- Estratto:
• • • • • • •

Massimo Bosetti muratore carpentiere di Mapello, accusato dell’omicidio di Yara Gambiraso, la ginnasta 13enne, non sono certe le dimaniche dell’omidicio, ma restano le prove del dna di Bosetti da una traccia di sangue sui legging di Yara, il furgone bianco del muratore visto dalle telecamere di sorveglianza, le fibre di tessuto sul corpo di Yara che collegano al furgone di Bosetti, la prova dei tabutali telefonici.
Ed è per questo che, dopo una requisitoria fiume, durante due udienze, la pubblica accusa chiede per l’unico imputato, Massimo Giuseppe Bossetti, l’ergastolo, con sei mesi di isolamento diurno.
Il magistrato lo accusa: «avere mentito per tutta la vita, tanto che era chiamato il Favola», Questo serve all’accusa per dire che «in questo processo ha sempre negato tutto, ma in modo inconcludente». La presunta calunnia a carico di un suo collega di lavoro, Massimo Maggioni, «serviva per accusarlo di un delitto che lui sapeva bene avere commesso». Un delitto «doloso e pluriaggravato».
«Si è voluto infliggere particolare dolore e ci si è riusciti – scandisce -: non vi è dubbio che l’omicidio sia volontario perchè abbandonandola in quel campo, si è causata volontariamente la morte» della ragazzina. «Non è possibile individuare un movente certo», ma questo argomenta Letizia Ruggeri, «non dà meno significato», ovvero non cambia nulla all’impianto dell’accusa, che richiama dalle tenebre del passato il delitto della praticante commercialista Paola Mostosi, uccisa nel 2002 sempre nella Bergamasca dal camionista Roberto Paribello, che la tramortì e la strangolò dopo averla caricata a bordo del suo camion alla fine di un’intera giornata di lavoro, ne buttò il corpo in un canale irriguo e, tornato a casa, regalò il cellulare della vittima. Vicende certo con dei risvolti diversi («ma anche Yara potrebbe essere stata tramortita», ha detto il pm) perchè Paribello, che si assunse la responsabilità del delitto pur senza mai chiarirne il movente in modo preciso, ma caratterizzate dalla stessa «incapacità di controllarsi»

• • • • • • •

- Voci elencate:
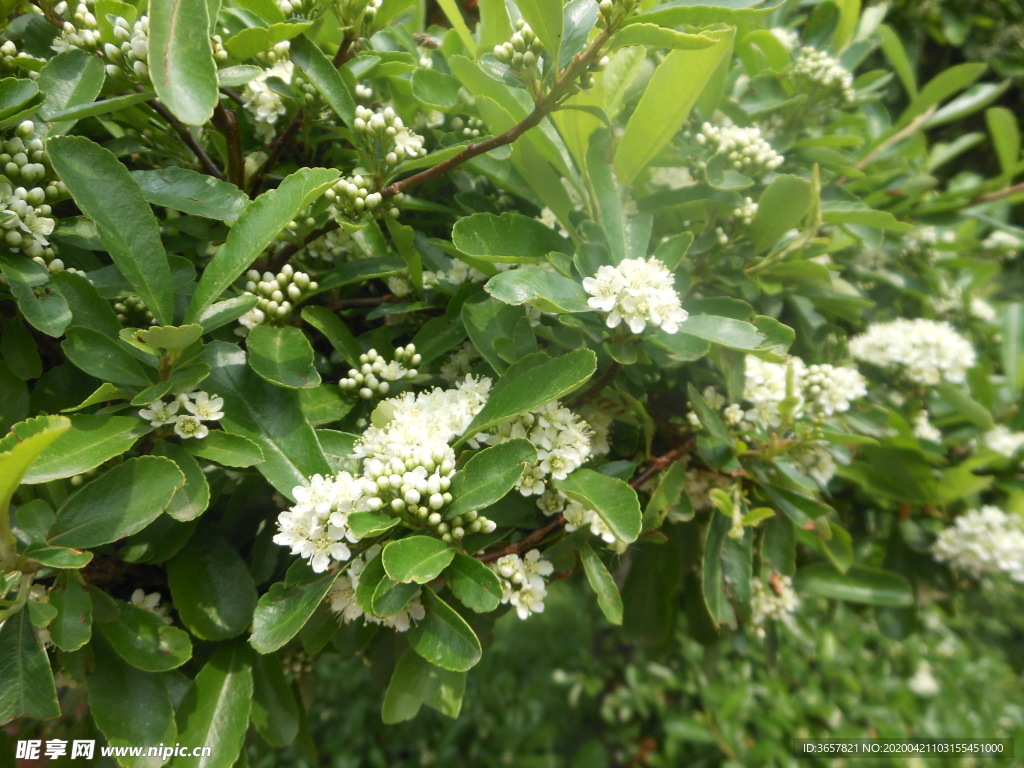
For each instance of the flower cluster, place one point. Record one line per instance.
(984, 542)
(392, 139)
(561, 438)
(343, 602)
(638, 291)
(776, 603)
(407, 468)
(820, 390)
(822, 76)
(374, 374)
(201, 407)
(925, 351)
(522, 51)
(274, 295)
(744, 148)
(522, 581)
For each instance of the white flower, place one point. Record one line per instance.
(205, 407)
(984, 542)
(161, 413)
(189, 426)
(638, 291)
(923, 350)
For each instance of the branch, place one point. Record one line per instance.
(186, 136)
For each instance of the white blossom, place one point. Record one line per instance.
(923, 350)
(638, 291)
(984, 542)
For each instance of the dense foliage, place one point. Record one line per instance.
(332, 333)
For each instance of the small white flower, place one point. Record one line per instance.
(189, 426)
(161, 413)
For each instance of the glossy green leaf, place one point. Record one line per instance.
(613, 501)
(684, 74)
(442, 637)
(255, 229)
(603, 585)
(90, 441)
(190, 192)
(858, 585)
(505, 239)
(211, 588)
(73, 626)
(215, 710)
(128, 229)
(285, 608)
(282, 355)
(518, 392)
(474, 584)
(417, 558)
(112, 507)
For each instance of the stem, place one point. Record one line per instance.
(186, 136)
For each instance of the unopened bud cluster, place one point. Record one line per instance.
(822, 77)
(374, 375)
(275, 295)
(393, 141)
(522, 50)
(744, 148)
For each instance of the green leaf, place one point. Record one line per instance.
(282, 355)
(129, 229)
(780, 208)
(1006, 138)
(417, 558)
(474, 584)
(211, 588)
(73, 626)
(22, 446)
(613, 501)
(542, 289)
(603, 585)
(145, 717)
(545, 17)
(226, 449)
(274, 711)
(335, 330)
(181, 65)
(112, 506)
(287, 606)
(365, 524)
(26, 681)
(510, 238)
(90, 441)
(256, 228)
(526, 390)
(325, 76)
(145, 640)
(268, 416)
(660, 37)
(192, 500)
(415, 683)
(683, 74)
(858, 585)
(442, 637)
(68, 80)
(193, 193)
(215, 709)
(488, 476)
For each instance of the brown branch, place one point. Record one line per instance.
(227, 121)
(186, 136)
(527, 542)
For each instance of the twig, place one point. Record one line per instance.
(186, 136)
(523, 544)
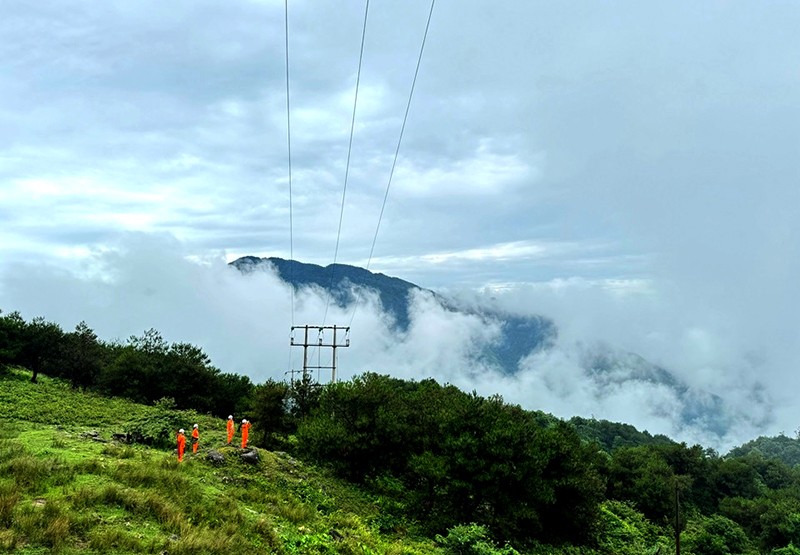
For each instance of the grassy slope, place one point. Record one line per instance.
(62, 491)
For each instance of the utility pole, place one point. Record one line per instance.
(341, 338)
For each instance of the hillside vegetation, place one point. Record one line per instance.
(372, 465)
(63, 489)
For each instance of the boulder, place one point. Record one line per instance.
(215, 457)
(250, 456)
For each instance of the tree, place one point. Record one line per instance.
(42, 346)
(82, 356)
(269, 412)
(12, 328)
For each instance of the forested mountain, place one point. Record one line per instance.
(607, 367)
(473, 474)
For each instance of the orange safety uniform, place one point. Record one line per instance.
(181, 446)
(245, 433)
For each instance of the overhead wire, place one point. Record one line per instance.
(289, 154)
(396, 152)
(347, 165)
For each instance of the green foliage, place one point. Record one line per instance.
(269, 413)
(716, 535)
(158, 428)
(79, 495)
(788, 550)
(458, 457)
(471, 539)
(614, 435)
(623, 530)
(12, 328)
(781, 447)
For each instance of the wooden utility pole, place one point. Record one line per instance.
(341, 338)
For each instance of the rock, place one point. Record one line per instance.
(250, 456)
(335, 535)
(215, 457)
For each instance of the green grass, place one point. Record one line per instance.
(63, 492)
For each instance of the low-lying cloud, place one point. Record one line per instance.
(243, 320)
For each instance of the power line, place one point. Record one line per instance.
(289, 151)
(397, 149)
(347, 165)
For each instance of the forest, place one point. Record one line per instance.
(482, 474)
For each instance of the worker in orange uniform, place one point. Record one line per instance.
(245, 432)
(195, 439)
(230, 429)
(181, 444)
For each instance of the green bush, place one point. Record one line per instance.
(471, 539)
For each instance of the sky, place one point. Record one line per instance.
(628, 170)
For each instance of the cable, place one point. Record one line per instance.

• • • • • • •

- Attività richiesta 1:
Rispondi alle seguenti domande sull'articolo relativo al processo per l'omicidio di Yara, una riga per risposta.
(a) Quale pena chiede la pubblica accusa per l'unico imputato?
(b) Con quale soprannome, secondo il magistrato, veniva chiamato l'imputato?
(c) In quale anno fu uccisa Paola Mostosi?
- Attività richiesta 2:
Elenca tutte le azioni che, secondo l'articolo sul processo per l'omicidio di Yara, il camionista Roberto Paribello compì nei confronti di Paola Mostosi o dei suoi beni.
- Attività richiesta 3:
Riprendi l'articolo sul processo per l'omicidio di Yara dopo l'ultima frase riportata e portalo avanti.

- Risultato 1:
(a) L'ergastolo, con sei mesi di isolamento diurno.
(b) «il Favola».
(c) Nel 2002.

- Risultato 2:
- La caricò a bordo del suo camion.
- La tramortì.
- La strangolò.
- Ne buttò il corpo in un canale irriguo.
- Regalò il cellulare della vittima.

- Risultato 3:
Il magistrato definisce, totale incapacità di autocontrollo che spinge Bosetti a scrivere in maniera stentata le lettere hard, alla detenuta Gina, che secondo il pm tonano alla ricerca di ragazzine 13enni, questo lo prova il contenuto del suoi 2 pc sequestrati: «non è credibile siano state fatte dalla moglie di Bosetti, o non da sola, quindi sono certamente state fatte anche da lui». Da Bossetti, insomma «un tripudio di menzogne»
I suoi avvocati Claudio Salvagni e Paolo Camporini nelle prossime udienze faranno ricorso, hanno sempre creduto nell’innocenza di Massimo Bosetti e nelle prove incredibili e piene di lacune, a partire dal dna.